▶ **WHAT THIS TASK INVOLVES**: Rewrite all of the entries below, changing every "field-survey record" to "site-inspection log" and keeping everything else the same. Omit the pictures from your version.

Stored entries:

----------

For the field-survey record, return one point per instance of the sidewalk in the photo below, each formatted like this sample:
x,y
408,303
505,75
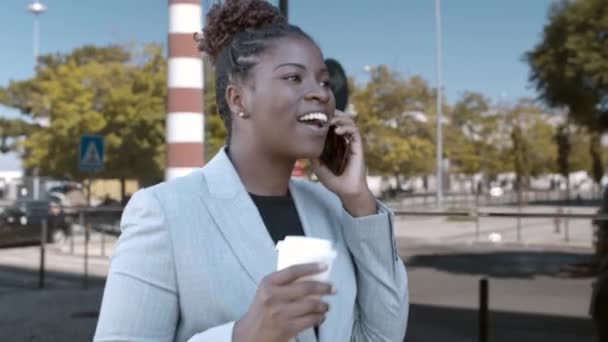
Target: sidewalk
x,y
534,231
531,299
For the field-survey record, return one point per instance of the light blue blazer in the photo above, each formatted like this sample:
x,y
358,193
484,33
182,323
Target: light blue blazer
x,y
193,251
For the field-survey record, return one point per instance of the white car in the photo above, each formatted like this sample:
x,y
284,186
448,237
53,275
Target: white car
x,y
496,191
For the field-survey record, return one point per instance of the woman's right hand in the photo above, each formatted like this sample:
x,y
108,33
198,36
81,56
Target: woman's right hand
x,y
283,306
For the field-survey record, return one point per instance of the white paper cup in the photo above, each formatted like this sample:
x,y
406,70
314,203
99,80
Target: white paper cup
x,y
296,250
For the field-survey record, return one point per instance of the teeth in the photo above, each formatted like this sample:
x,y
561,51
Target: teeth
x,y
318,116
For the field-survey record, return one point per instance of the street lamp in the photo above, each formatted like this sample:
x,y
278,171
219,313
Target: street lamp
x,y
36,8
439,105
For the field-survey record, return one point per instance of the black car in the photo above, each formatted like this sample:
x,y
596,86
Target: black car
x,y
21,223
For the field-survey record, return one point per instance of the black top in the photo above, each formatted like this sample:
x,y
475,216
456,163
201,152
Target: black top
x,y
280,215
281,218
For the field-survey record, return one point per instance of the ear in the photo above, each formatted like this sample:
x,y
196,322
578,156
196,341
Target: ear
x,y
234,98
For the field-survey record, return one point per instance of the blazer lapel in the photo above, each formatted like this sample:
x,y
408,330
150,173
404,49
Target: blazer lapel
x,y
238,218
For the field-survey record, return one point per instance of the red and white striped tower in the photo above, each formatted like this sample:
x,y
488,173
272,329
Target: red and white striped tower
x,y
185,120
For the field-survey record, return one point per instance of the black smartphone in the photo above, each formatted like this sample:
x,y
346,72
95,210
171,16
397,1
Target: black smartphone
x,y
336,151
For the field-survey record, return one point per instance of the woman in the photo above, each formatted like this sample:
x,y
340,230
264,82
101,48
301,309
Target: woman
x,y
196,259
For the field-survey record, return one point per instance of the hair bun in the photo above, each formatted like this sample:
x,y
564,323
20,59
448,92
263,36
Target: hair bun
x,y
233,16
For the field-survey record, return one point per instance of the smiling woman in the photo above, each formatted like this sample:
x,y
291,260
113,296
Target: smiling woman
x,y
197,257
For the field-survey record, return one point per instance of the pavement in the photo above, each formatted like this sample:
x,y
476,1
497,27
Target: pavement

----------

▶ **CORRECT RESPONSE**:
For the site-inspection log, return one point per instance of the sidewalk in the photo below, each formatted like this sample:
x,y
408,303
505,75
Target: sidewalk
x,y
534,231
531,299
For the site-inspection log, return one point per instance of the light blue blazer in the photo above, each formatted like this sample:
x,y
358,193
484,33
182,323
Target: light blue blazer
x,y
193,251
For the site-inspection log, return one point per instance of the white car in the photo above, each formatted like this sample:
x,y
284,186
448,237
53,275
Target: white car
x,y
496,191
For the site-inspection log, return one point per instance of the woman's right hand in the photo above, each formatted like this sample:
x,y
108,33
198,36
81,56
Target: woman's right hand
x,y
283,306
For the site-inspection log, return one point per instance of the white paper cup in the photo above, each formatted like this sample:
x,y
406,70
314,203
99,80
Target: white paper cup
x,y
296,250
For the site-inspection log, return one point per instance of the teeth in the photo above, each formatted like this sample:
x,y
561,51
Target: teeth
x,y
318,116
For the site-inspection log, return one point per instance of the street lamp in the photo above, each formatted like this sample:
x,y
278,171
219,313
Target: street lamp
x,y
36,8
439,105
For the site-inspection log, return one point per instance of the black car in the photo above, each formatted like this sample:
x,y
596,86
Target: black car
x,y
21,223
For the site-inspection log, return one point per instance of the black top in the photo above, each formatted like this sample:
x,y
475,216
456,163
201,152
Target: black top
x,y
280,215
281,218
For the site-inspection log, return one point per instance of the ear in the photo above, each formatted like this sample:
x,y
196,322
578,156
196,341
Target: ear
x,y
234,98
For the site-inspection log, return one point per instance of the blazer lapel in the photo above, each formatted like this sample:
x,y
408,330
150,173
404,49
Target: blazer lapel
x,y
238,218
For the site-inspection log, return one point per instance of the red and white striped tower in the photo above, each formatted like this sample:
x,y
488,173
272,329
Target: red and white striped tower
x,y
185,120
For the site-inspection log, return one point per instance of the black smartphone in the photo above, each formatted like this sample:
x,y
346,72
95,210
171,16
397,1
Target: black smartphone
x,y
336,151
For the site-inspection log, return one point per instance of the woman in the photo above, each formatted like this sample:
x,y
340,230
264,82
101,48
301,309
Target: woman
x,y
196,259
For the site-inspection log, return one point per instance of the hair bun in the photo above, each formatted like this sample:
x,y
564,323
20,59
448,92
263,36
Target: hair bun
x,y
233,16
For the site-inspection log, return one point per instance of the smiling woman in the photo above, each formatted like this sample:
x,y
291,260
113,296
Target: smiling woman
x,y
197,257
For the site-inspection log, return one point per instance of the pavement in the photo above, each formatted like this sample:
x,y
476,1
497,27
Target: pavement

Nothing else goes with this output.